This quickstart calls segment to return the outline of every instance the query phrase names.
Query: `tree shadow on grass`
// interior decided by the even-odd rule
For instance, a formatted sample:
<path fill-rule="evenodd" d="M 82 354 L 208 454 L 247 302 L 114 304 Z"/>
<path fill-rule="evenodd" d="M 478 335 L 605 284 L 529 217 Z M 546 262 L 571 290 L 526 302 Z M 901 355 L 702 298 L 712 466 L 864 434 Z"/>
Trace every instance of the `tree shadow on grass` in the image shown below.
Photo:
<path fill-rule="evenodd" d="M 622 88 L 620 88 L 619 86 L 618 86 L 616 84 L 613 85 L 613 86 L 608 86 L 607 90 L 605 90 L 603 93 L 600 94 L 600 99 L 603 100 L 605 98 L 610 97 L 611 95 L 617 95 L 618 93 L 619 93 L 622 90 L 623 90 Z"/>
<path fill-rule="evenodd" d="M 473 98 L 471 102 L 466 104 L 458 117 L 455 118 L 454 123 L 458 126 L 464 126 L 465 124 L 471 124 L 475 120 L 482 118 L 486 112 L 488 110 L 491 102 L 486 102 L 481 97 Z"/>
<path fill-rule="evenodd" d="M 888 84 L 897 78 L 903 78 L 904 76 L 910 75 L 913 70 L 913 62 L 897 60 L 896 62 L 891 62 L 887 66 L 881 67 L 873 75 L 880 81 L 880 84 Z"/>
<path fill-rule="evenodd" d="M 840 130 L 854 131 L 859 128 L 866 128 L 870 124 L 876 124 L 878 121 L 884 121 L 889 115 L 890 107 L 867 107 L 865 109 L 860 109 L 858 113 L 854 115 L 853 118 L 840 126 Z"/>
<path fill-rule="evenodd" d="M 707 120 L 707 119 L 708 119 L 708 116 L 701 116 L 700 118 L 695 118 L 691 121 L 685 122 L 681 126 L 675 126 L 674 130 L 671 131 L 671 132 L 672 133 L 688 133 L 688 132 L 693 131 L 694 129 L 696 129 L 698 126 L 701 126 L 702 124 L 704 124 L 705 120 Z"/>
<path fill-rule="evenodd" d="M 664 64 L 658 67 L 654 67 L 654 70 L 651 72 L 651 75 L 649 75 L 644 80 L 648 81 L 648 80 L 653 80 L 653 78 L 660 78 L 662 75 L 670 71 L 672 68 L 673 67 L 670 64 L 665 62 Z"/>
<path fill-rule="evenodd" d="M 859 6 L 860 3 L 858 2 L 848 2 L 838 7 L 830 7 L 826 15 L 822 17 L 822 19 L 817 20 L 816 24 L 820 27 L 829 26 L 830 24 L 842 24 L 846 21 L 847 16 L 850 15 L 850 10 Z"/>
===============
> _Instruction_: Please lay out all of the data above as a two-column CSV with the headers input and output, one row for each block of the data. Put its text in the input field and its answer in the output field, each in one quoted field with line breaks turned into spaces.

> _The answer_:
input,output
"This quickstart calls segment to return the outline of every instance the query phrase names. Query: `tree shadow on grass` // interior decided by the even-odd rule For instance, a formatted sample: <path fill-rule=""evenodd"" d=""M 82 354 L 208 454 L 247 302 L 114 304 Z""/> <path fill-rule=""evenodd"" d=""M 478 335 L 605 284 L 529 217 Z M 546 262 L 571 290 L 526 302 Z M 901 355 L 702 298 L 712 466 L 864 434 Z""/> Trace every instance of the `tree shadow on grass` in the image shown below. Photo:","<path fill-rule=""evenodd"" d=""M 622 88 L 620 88 L 619 86 L 618 86 L 616 84 L 613 85 L 613 86 L 608 86 L 607 90 L 605 90 L 603 93 L 600 94 L 600 99 L 603 100 L 605 98 L 610 97 L 611 95 L 617 95 L 618 93 L 619 93 L 622 90 L 623 90 Z""/> <path fill-rule=""evenodd"" d=""M 473 98 L 471 102 L 466 104 L 458 117 L 455 118 L 454 123 L 458 126 L 464 126 L 465 124 L 471 124 L 475 120 L 482 118 L 486 112 L 488 110 L 491 102 L 486 102 L 481 97 Z""/> <path fill-rule=""evenodd"" d=""M 888 84 L 897 78 L 903 78 L 904 76 L 910 75 L 913 70 L 913 62 L 897 60 L 896 62 L 891 62 L 887 66 L 881 67 L 873 75 L 880 81 L 880 84 Z""/> <path fill-rule=""evenodd"" d=""M 840 130 L 854 131 L 859 128 L 866 128 L 870 124 L 876 124 L 878 121 L 884 121 L 889 115 L 890 107 L 867 107 L 865 109 L 860 109 L 858 113 L 854 115 L 853 118 L 840 126 Z""/> <path fill-rule=""evenodd"" d=""M 707 120 L 707 119 L 708 119 L 708 116 L 701 116 L 700 118 L 695 118 L 691 121 L 685 122 L 681 126 L 675 126 L 674 130 L 671 131 L 671 132 L 672 133 L 688 133 L 688 132 L 693 131 L 694 129 L 696 129 L 698 126 L 701 126 L 702 124 L 704 124 L 705 120 Z""/> <path fill-rule=""evenodd"" d=""M 664 64 L 658 67 L 654 67 L 654 70 L 651 72 L 651 75 L 649 75 L 644 80 L 648 81 L 648 80 L 653 80 L 653 78 L 660 78 L 662 75 L 670 71 L 672 68 L 673 67 L 670 64 L 665 62 Z""/> <path fill-rule=""evenodd"" d=""M 859 6 L 860 3 L 858 2 L 848 2 L 838 7 L 830 7 L 826 15 L 822 17 L 822 19 L 817 20 L 816 24 L 820 27 L 829 26 L 830 24 L 842 24 L 846 21 L 847 16 L 850 15 L 850 10 Z""/>"